─── Dataset records ───

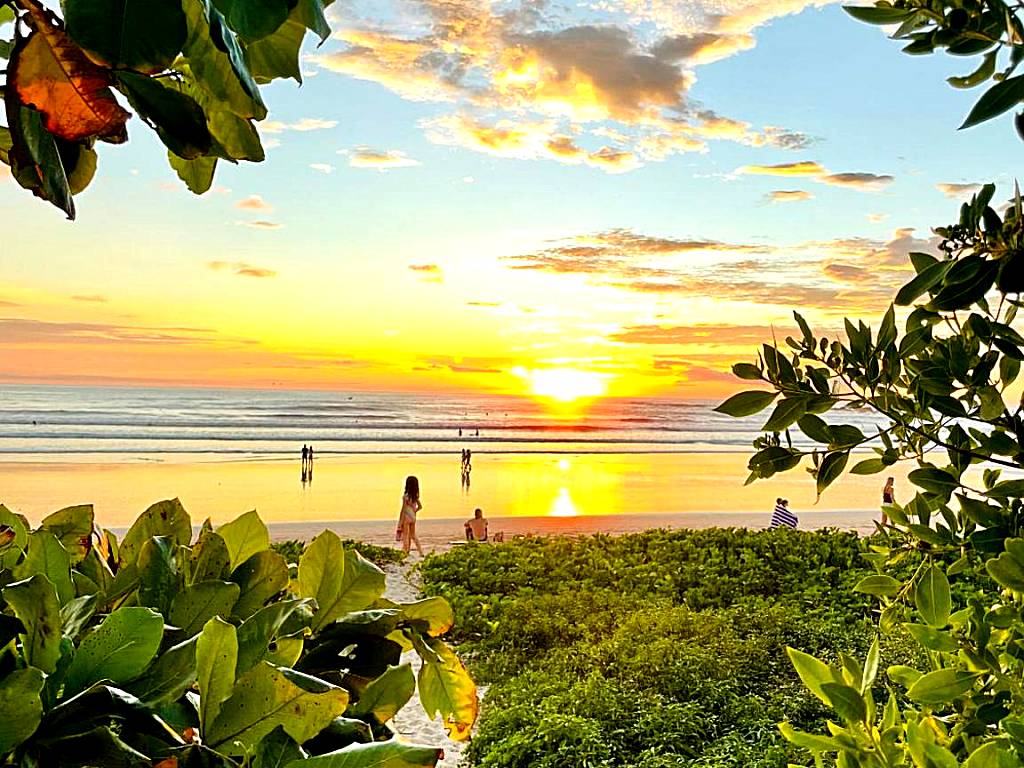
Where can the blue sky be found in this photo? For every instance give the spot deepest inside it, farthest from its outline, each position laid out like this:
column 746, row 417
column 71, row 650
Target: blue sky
column 434, row 139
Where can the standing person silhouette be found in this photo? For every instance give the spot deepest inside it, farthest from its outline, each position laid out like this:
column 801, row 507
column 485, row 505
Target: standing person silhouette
column 407, row 518
column 888, row 497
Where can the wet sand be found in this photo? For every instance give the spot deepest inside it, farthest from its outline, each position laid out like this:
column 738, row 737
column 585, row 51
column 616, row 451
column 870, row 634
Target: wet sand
column 580, row 493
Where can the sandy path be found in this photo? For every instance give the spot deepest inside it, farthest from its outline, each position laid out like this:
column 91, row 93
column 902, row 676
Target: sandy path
column 412, row 722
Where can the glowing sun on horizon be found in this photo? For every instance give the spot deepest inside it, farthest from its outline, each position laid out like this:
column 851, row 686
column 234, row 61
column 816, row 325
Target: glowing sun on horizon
column 563, row 384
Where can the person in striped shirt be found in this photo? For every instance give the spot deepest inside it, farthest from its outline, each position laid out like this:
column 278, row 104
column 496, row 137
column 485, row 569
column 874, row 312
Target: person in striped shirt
column 782, row 515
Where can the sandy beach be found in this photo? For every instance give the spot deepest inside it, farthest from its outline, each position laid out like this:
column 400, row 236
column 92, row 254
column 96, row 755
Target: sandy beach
column 359, row 495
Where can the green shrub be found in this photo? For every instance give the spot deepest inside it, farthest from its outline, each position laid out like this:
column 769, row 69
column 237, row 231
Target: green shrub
column 205, row 652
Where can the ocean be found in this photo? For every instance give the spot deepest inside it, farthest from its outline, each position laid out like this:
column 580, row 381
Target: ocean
column 37, row 422
column 224, row 452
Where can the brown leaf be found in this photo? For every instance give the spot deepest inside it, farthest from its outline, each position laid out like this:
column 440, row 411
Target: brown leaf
column 51, row 73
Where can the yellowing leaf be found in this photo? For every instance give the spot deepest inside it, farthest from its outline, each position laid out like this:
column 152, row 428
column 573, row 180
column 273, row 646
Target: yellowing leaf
column 51, row 73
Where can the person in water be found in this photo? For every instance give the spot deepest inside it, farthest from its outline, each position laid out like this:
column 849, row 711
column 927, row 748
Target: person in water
column 476, row 527
column 407, row 518
column 888, row 497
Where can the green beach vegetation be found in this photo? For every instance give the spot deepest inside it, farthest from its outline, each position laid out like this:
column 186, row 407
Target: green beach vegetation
column 164, row 649
column 662, row 648
column 948, row 400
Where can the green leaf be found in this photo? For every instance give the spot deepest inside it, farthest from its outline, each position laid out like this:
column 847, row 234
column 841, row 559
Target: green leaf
column 747, row 403
column 254, row 19
column 879, row 585
column 216, row 655
column 260, row 578
column 170, row 676
column 386, row 694
column 267, row 696
column 747, row 371
column 35, row 603
column 932, row 597
column 196, row 605
column 276, row 750
column 932, row 638
column 198, row 174
column 259, row 631
column 934, row 480
column 847, row 701
column 923, row 282
column 159, row 581
column 445, row 687
column 979, row 76
column 217, row 61
column 812, row 672
column 244, row 537
column 210, row 559
column 46, row 556
column 163, row 518
column 810, row 741
column 1007, row 569
column 832, row 467
column 35, row 162
column 118, row 650
column 137, row 35
column 942, row 686
column 20, row 707
column 880, row 15
column 997, row 99
column 434, row 612
column 785, row 414
column 176, row 117
column 73, row 527
column 391, row 754
column 868, row 467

───

▶ Work to be completed:
Convert everything in the material above, from the line containing "Where can the glowing" down to the line containing "column 205, row 652", into a Markdown table with the columns Number and Line. Give each line its own row, numbered in order, and leave out any blank lines.

▶ Written answer:
| Number | Line |
|---|---|
| 1 | Where can the glowing sun on horizon be found in this photo? For every instance give the spot deepest inside it, farthest from its outline, each position laid out like this: |
| 2 | column 851, row 686 |
| 3 | column 234, row 61 |
| 4 | column 816, row 325 |
| 5 | Target: glowing sun on horizon |
| 6 | column 563, row 384 |
| 7 | Where can the person in striped shirt be found in this photo? For every instance give the spot deepest inside it, farthest from its outline, each position laid out like this: |
| 8 | column 278, row 104 |
| 9 | column 496, row 137 |
| 10 | column 485, row 569 |
| 11 | column 874, row 312 |
| 12 | Target: person in striped shirt |
| 13 | column 782, row 515 |
| 14 | Where can the sandy beach be found in this photo? For every instance give the spot deepest inside it, farthest from its outline, each position laid out like this: |
| 15 | column 400, row 236 |
| 16 | column 92, row 254 |
| 17 | column 96, row 755 |
| 18 | Target: sandy beach |
| 19 | column 359, row 495 |
| 20 | Where can the green shrub be found in this photo? For every instance give the spot deepest inside it, farthest from its outline, each position laid out like this: |
| 21 | column 769, row 69 |
| 22 | column 237, row 231 |
| 23 | Target: green shrub |
| 24 | column 205, row 652 |